### Passage provided
::::::::

Faced now with the task of arresting the disintegration of the Empire and of welding its heterogeneous elements, both territorial and cultural, into a new coherence, Constantine made it his first concern to choose and construct a new imperial capital. Where should this be? Rome was the scene of conspiracy and intrigue, while to the north and west were lands of barbarity. The East seemed the obvious choice: there was the main focus of trade; there was a need to fashion resistance against the Parthians and to check the westerly migrations from the steppes; and it was there that Christianity was rapidly gaining followers. And if the East was obvious, what better site could there be than the small town of Byzantium? Set on a triangular peninsula commanding the mouth of the Bosporus, which links the Sea of Marmara with the Black Sea and divides Europe from Asia, Byzantium seemed to meet all the requirements. The climate was cool and healthy. Along one side of the triangular peninsula was an inlet known as the Golden Horn that formed a perfect natural harbor. To the south lay the Aegean and the rich gardens of Asia Minor, source of all the earths fruits, and beyond, the flax fields of Egypt. To the east, as far as India and China, stretched the trade routes along which passed spices and ivory and porcelain and other riches, the raw materials of Byzantine cuisine and art. To the north lay Russia and the Black Sea ports through which flowed wheat and furs, honey and gold, wax and slaves. Byzantium was easily defended, as Constantine had discovered during the war with Licinius, and he must have sensed possibilities as he chose this site and marked out its boundaries. For more than a thousand years, it was to be the focus of Western civilization.

::::::::

In the passage on Constantine's choice of a capital, what was the name of the inlet that formed a natural harbor along one side of the peninsula?

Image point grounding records
::::::::

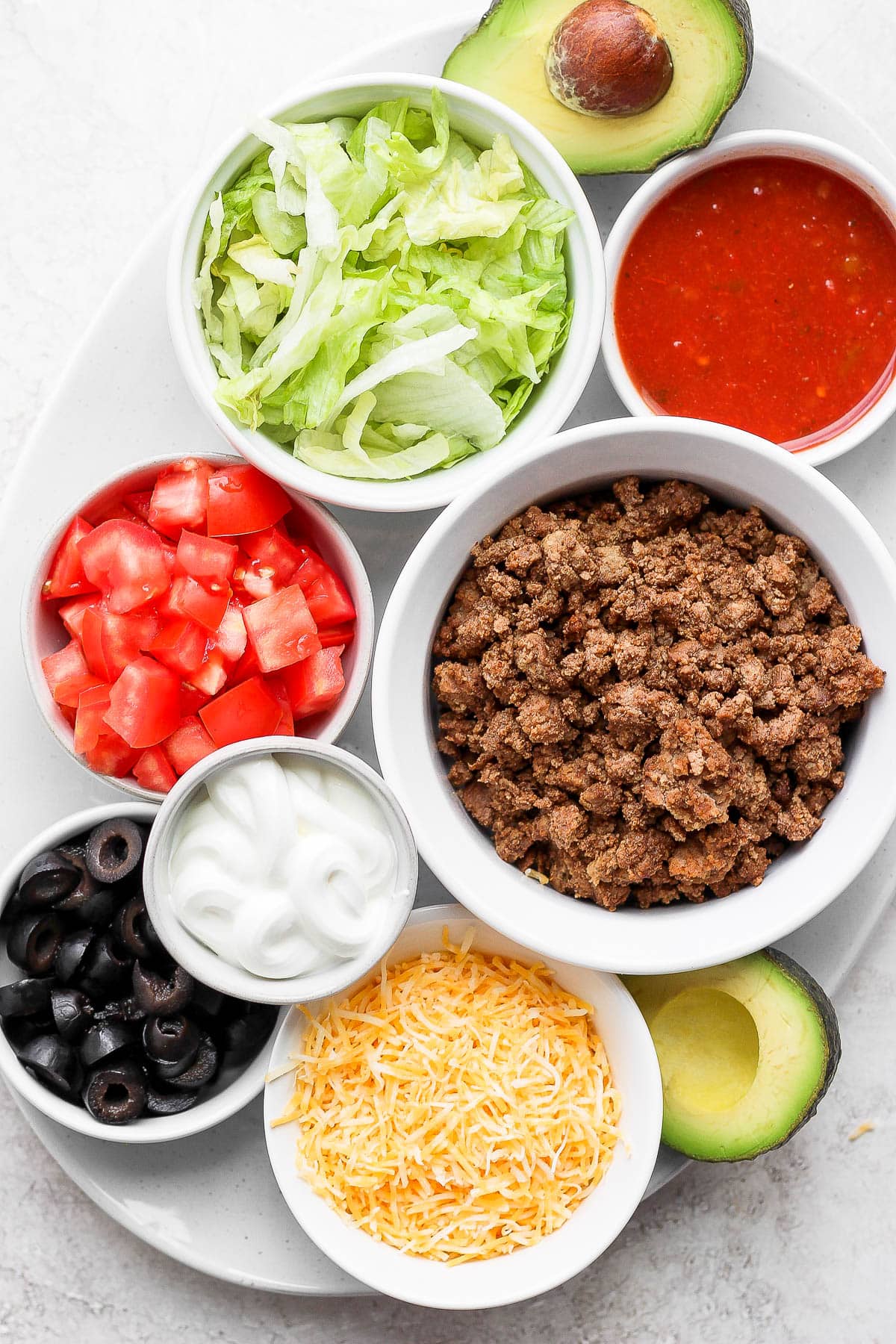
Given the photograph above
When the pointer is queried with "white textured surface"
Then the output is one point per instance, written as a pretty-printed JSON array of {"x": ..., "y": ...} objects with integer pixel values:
[{"x": 107, "y": 109}]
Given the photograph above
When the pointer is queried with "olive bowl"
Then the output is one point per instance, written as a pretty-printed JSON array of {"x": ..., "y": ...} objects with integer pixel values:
[{"x": 234, "y": 1088}]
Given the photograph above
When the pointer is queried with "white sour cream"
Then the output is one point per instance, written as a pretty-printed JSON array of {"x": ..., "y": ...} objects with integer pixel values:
[{"x": 282, "y": 866}]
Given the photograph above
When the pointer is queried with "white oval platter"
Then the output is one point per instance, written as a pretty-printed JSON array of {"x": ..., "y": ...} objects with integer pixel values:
[{"x": 211, "y": 1201}]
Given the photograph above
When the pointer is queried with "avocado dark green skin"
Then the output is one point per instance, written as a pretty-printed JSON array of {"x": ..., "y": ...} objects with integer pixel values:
[
  {"x": 739, "y": 11},
  {"x": 830, "y": 1030},
  {"x": 829, "y": 1024}
]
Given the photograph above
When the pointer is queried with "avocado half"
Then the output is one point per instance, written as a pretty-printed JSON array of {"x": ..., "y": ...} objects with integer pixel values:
[
  {"x": 711, "y": 45},
  {"x": 746, "y": 1050}
]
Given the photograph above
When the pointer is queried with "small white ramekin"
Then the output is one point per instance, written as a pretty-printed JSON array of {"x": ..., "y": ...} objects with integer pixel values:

::::::::

### Written solution
The Golden Horn